**DATA**:

---+---

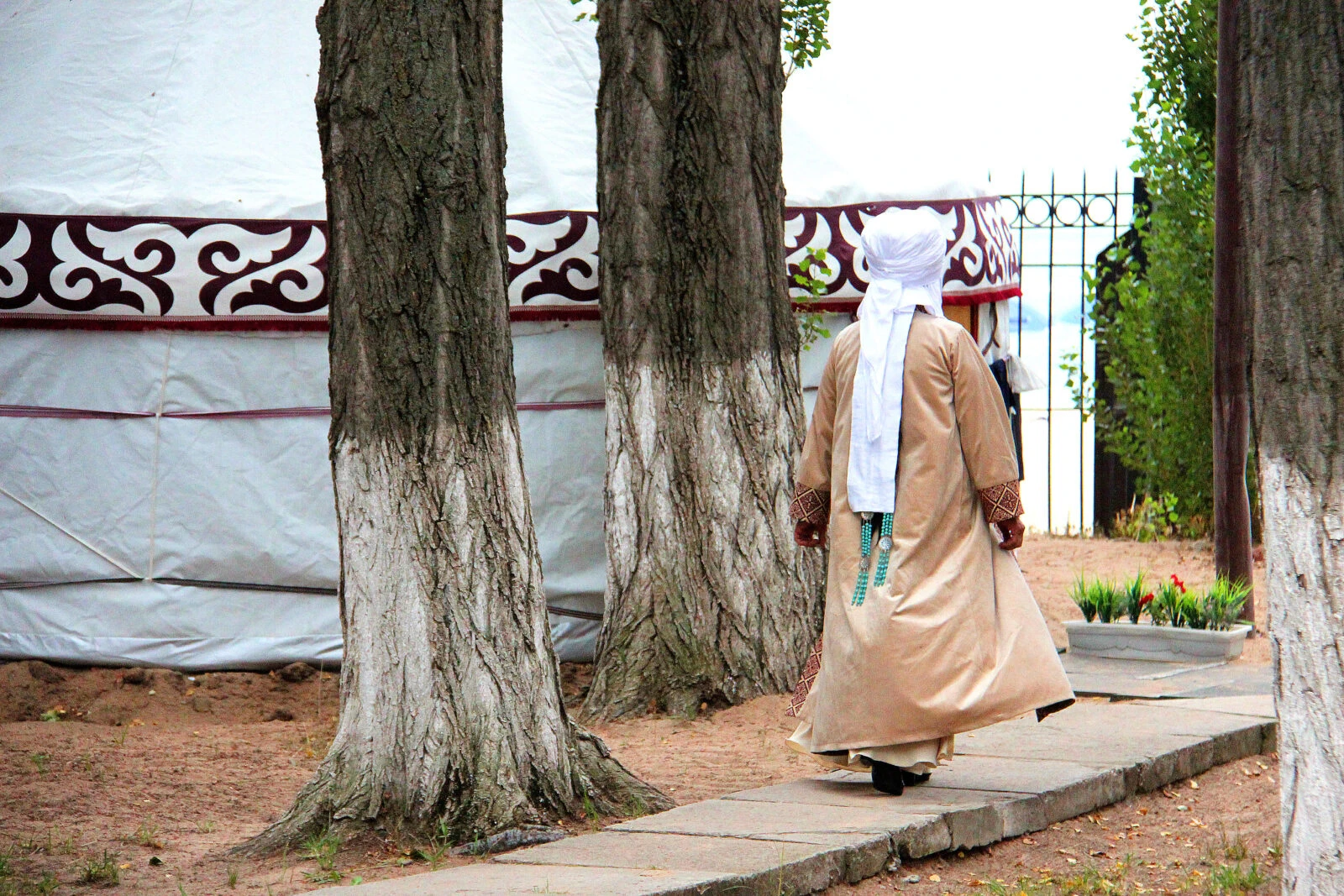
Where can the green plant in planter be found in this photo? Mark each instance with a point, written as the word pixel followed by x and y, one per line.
pixel 1136 598
pixel 1223 602
pixel 1168 605
pixel 1099 600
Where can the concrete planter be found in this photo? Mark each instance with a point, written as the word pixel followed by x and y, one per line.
pixel 1146 641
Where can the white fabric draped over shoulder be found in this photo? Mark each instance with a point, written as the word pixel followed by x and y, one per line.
pixel 906 255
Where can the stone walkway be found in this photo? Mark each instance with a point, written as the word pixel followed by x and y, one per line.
pixel 804 836
pixel 1099 676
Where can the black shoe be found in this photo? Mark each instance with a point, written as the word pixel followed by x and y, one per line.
pixel 889 779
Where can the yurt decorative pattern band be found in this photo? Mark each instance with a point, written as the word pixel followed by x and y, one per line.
pixel 71 270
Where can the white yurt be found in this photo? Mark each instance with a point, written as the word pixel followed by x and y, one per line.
pixel 165 493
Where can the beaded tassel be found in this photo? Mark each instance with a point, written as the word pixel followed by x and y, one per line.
pixel 866 553
pixel 885 547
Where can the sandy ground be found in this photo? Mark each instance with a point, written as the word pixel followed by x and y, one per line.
pixel 156 774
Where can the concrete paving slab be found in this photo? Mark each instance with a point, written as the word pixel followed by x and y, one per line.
pixel 499 879
pixel 1139 679
pixel 864 853
pixel 675 852
pixel 1065 789
pixel 974 817
pixel 750 864
pixel 1260 705
pixel 746 819
pixel 804 836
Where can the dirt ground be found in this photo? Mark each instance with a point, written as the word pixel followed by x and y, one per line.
pixel 151 775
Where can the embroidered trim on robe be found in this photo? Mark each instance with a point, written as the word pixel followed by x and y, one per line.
pixel 1001 501
pixel 810 674
pixel 811 506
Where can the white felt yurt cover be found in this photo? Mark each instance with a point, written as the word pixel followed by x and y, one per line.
pixel 165 486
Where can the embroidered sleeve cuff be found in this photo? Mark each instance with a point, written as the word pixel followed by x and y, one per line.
pixel 1001 501
pixel 811 506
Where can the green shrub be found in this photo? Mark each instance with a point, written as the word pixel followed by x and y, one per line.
pixel 1133 600
pixel 1223 604
pixel 1153 325
pixel 1218 609
pixel 1099 600
pixel 1169 604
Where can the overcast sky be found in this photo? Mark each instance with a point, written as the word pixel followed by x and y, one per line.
pixel 961 87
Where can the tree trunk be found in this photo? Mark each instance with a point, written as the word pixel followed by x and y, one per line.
pixel 1231 325
pixel 709 600
pixel 450 700
pixel 1294 214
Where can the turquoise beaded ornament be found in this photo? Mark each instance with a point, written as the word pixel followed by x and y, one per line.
pixel 885 547
pixel 879 578
pixel 860 589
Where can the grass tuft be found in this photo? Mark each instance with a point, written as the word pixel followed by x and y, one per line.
pixel 101 872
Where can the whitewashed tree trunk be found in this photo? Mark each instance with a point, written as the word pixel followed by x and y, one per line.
pixel 709 600
pixel 450 699
pixel 1294 82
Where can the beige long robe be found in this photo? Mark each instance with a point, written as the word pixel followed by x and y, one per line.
pixel 954 640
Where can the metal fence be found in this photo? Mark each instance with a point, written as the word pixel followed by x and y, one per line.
pixel 1061 228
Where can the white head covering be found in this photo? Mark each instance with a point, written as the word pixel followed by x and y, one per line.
pixel 906 253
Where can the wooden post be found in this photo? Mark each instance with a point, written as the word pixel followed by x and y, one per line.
pixel 1231 324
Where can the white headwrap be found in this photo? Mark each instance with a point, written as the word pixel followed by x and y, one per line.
pixel 906 253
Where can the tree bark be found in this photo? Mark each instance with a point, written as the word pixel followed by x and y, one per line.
pixel 1294 222
pixel 1231 324
pixel 452 718
pixel 709 600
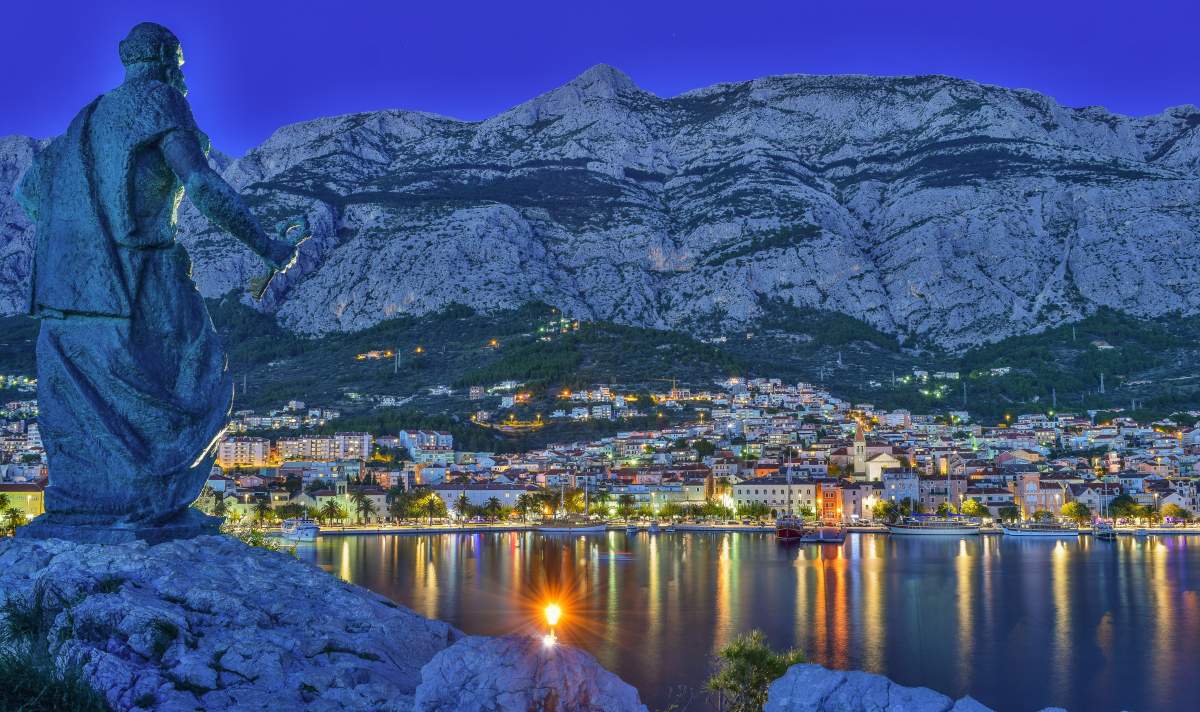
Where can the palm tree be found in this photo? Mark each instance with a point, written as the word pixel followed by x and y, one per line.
pixel 399 506
pixel 625 504
pixel 525 503
pixel 262 509
pixel 366 508
pixel 333 510
pixel 13 518
pixel 601 500
pixel 359 500
pixel 432 506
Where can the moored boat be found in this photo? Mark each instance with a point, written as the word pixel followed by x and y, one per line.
pixel 825 534
pixel 300 530
pixel 563 526
pixel 789 528
pixel 935 527
pixel 1035 528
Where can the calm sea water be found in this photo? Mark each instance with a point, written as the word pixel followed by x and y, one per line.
pixel 1017 623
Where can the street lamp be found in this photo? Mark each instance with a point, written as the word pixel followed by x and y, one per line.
pixel 553 612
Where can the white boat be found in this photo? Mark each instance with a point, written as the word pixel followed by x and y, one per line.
pixel 825 534
pixel 1032 528
pixel 935 527
pixel 571 526
pixel 300 530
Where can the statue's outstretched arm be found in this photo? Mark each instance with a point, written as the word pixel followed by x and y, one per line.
pixel 217 201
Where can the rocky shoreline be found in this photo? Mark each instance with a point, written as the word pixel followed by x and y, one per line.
pixel 211 623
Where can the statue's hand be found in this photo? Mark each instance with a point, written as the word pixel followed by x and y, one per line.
pixel 281 253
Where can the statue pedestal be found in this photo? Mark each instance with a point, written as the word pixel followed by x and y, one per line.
pixel 187 525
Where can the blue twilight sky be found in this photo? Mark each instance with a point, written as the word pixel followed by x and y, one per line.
pixel 253 66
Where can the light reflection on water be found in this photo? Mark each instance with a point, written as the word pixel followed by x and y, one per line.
pixel 1019 624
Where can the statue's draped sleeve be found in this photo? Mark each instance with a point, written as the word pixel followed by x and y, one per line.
pixel 85 174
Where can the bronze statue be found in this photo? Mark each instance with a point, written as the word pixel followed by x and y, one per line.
pixel 133 393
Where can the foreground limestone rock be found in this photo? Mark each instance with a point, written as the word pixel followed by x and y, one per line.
pixel 210 623
pixel 813 688
pixel 520 674
pixel 213 623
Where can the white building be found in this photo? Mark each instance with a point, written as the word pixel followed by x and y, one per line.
pixel 244 452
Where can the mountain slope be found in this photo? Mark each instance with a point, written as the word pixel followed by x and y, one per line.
pixel 933 208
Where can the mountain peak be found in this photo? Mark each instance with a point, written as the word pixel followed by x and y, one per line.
pixel 604 81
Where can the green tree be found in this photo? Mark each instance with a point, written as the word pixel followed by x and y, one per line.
pixel 973 508
pixel 432 506
pixel 365 508
pixel 331 510
pixel 600 501
pixel 1123 506
pixel 745 668
pixel 754 510
pixel 291 510
pixel 1176 513
pixel 525 504
pixel 625 504
pixel 13 518
pixel 1077 512
pixel 262 509
pixel 400 503
pixel 462 506
pixel 1009 513
pixel 886 510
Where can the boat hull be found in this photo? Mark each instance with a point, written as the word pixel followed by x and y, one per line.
pixel 585 530
pixel 918 531
pixel 825 536
pixel 1042 533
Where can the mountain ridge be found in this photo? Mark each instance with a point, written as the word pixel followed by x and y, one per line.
pixel 939 209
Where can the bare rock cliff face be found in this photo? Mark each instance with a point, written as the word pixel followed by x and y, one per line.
pixel 210 623
pixel 949 210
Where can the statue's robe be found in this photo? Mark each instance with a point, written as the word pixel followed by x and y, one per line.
pixel 133 392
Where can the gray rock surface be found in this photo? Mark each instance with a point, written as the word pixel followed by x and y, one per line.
pixel 520 674
pixel 952 210
pixel 211 623
pixel 813 688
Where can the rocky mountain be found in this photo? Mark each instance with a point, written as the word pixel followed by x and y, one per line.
pixel 943 210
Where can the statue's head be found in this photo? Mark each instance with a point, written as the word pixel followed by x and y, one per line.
pixel 153 46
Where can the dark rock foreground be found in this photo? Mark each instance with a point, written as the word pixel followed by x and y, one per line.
pixel 210 623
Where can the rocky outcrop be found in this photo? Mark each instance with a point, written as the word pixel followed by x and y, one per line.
pixel 520 674
pixel 933 207
pixel 813 688
pixel 211 623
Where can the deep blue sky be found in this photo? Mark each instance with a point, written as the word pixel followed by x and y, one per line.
pixel 253 66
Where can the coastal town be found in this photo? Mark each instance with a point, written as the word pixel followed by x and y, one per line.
pixel 756 450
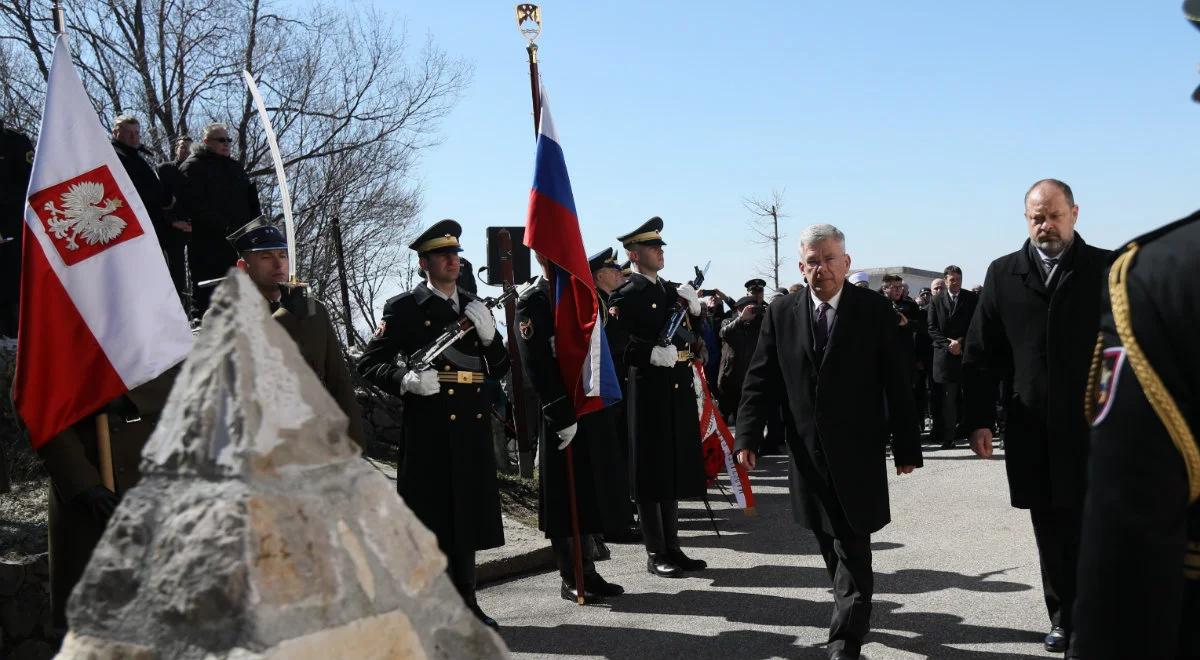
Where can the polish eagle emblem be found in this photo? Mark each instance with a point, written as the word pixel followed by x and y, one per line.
pixel 84 214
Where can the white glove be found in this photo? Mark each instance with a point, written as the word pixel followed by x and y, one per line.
pixel 664 355
pixel 481 318
pixel 421 383
pixel 688 293
pixel 567 435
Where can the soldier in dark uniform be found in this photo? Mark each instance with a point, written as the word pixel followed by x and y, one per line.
pixel 79 503
pixel 618 510
pixel 16 163
pixel 664 421
pixel 263 256
pixel 593 443
pixel 448 477
pixel 1139 567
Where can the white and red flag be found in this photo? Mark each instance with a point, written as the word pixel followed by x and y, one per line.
pixel 99 312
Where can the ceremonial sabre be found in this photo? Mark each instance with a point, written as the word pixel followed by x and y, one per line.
pixel 285 196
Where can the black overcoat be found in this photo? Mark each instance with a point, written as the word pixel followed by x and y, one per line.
pixel 448 477
pixel 599 484
pixel 946 324
pixel 1044 337
pixel 837 415
pixel 664 420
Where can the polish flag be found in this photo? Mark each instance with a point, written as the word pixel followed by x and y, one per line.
pixel 99 313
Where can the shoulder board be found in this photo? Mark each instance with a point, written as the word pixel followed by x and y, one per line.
pixel 1157 233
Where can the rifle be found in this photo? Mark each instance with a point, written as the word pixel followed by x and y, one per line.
pixel 681 309
pixel 424 358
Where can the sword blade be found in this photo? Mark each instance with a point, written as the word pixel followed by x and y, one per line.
pixel 285 196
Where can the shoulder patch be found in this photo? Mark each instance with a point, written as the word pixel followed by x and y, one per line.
pixel 1105 388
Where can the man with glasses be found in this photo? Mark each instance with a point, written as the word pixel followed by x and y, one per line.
pixel 217 197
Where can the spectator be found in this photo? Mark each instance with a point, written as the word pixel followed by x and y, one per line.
pixel 179 227
pixel 127 144
pixel 948 322
pixel 217 197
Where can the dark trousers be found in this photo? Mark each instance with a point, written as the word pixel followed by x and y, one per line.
pixel 660 526
pixel 948 414
pixel 847 558
pixel 564 556
pixel 1057 532
pixel 461 570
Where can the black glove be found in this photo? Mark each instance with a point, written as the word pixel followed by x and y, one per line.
pixel 97 502
pixel 295 300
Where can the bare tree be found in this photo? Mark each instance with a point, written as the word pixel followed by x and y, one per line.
pixel 352 101
pixel 765 225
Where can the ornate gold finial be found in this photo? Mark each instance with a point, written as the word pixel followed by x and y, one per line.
pixel 529 22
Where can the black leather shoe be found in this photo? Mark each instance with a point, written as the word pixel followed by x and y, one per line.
pixel 569 593
pixel 1057 640
pixel 663 567
pixel 600 586
pixel 685 562
pixel 484 618
pixel 601 551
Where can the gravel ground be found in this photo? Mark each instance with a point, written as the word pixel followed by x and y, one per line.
pixel 23 519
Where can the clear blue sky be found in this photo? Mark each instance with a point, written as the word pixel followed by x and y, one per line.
pixel 916 127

---+---

**WORK TO BE COMPLETED**: Only the stretch of lines that begins with the one holding "Where can the shoulder patch" and ends with the last line above belongs in the answer; please write it out exactly.

**EXERCISE OUTPUT**:
Where can the shoulder patch be found in this photo? Mark each instance with a point, written as the word pixel followed by x and y, one per line.
pixel 1105 388
Where can the man with glasses be found in this photo? Mark each instance with a point, written as the word pixel followed by x and y, one per line.
pixel 217 197
Where can the spectator be found in this photo? Mark each instance with a point, written as the word pixel followed by x and y, one per line.
pixel 179 227
pixel 127 144
pixel 948 322
pixel 217 197
Where can the dark trousers be found in this photo? Mark each instance with a point, written as the word pixel followed by x and y, one per line.
pixel 660 526
pixel 948 414
pixel 847 558
pixel 564 556
pixel 1057 532
pixel 461 570
Where can the black glove be found in this photo? Mark each instance with a point, written as the word pixel followed by x and y, one per line.
pixel 97 502
pixel 295 300
Where can the bare tree be found in this photo? Mark each instance with a point, written as the word pixel followed by x and y, one per line.
pixel 352 101
pixel 765 225
Where can the ornate gold finial be found in this photo? Mark each instance with a point, written as the word pixel followed by x and y, one per line.
pixel 529 22
Where can the black leather shoe be found in this photo? Mark each instance with a point, written as the word pixel followed by x and y, one per line.
pixel 569 593
pixel 1057 640
pixel 663 567
pixel 600 586
pixel 685 562
pixel 484 618
pixel 601 551
Where can the gravel ground be found in this photo? Mark each instance with a point, written as the word pixel followed by x and y, one per line.
pixel 23 519
Where can the clear blue sky be found in this photo? Mark each instance with a point, written as the word pixel followed by x and y, one per line.
pixel 916 127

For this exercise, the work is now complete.